In the blog post below about a crying meltdown, begin at the words "Cry Me A River" and stop after the words "I had recently.", then repeat that passage word for word.

═════ Document extract

Cry Me A River - or more accurately, I Cry A River

So, I'm trying to get more personal in my writing. I like how my friend Aviva on SickMomma keeps an updated record on her doctor's appointments, etc. on her blog. But this post is even more personal; it's about a crying meltdown I had recently.

From Fibro Viv, on Being Credible:

If my own family does not support me, what am I to do?

During my recent vacation, I was reminded of the lack of support for my current plight (cannot work, waiting for SS disability hearing) I get from some of my family members. I've accepted my father's view that I should just keep on keepin' on. I/we don't discuss the subject of my health at all, except in the most cursory of terms. But when I learned of another family member's (by marriage) feeling that it's not right for me (or anyone else, apparently) to be receiving assistance (which I do, from whoever will give it to me), or applying for public housing (which I'm currently in the process of - I've been living off the generosity of my mother for the last seven years, basically, and that seems long enough). I'm pretty sure that if my disabilities were visible I wouldn't be getting any grief from these people.

══════════
═════ Data for analysis

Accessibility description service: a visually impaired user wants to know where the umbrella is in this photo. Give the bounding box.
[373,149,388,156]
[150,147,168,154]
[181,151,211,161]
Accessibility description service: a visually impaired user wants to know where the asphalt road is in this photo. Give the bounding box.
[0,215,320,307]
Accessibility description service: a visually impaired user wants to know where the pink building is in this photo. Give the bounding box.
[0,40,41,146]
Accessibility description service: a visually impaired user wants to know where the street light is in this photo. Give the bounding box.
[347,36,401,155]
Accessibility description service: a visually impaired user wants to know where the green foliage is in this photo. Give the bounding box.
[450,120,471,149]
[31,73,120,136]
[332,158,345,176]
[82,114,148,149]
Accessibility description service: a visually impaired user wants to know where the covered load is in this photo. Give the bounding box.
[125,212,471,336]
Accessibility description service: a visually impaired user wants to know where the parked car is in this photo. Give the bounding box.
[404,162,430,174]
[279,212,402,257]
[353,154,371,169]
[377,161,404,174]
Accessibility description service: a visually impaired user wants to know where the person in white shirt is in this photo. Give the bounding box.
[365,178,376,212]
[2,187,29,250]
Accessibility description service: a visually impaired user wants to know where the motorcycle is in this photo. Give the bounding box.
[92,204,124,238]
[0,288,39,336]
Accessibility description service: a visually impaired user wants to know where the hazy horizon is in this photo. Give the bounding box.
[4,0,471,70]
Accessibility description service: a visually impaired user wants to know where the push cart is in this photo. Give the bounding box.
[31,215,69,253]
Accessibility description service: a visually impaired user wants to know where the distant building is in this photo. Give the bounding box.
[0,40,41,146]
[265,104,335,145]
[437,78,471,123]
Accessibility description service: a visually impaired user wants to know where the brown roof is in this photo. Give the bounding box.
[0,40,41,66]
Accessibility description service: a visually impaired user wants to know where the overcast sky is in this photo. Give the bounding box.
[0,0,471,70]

══════════

*Task answer*
Cry Me A River - or more accurately, I Cry A River

So, I'm trying to get more personal in my writing. I like how my friend Aviva on SickMomma keeps an updated record on her doctor's appointments, etc. on her blog. But this post is even more personal; it's about a crying meltdown I had recently.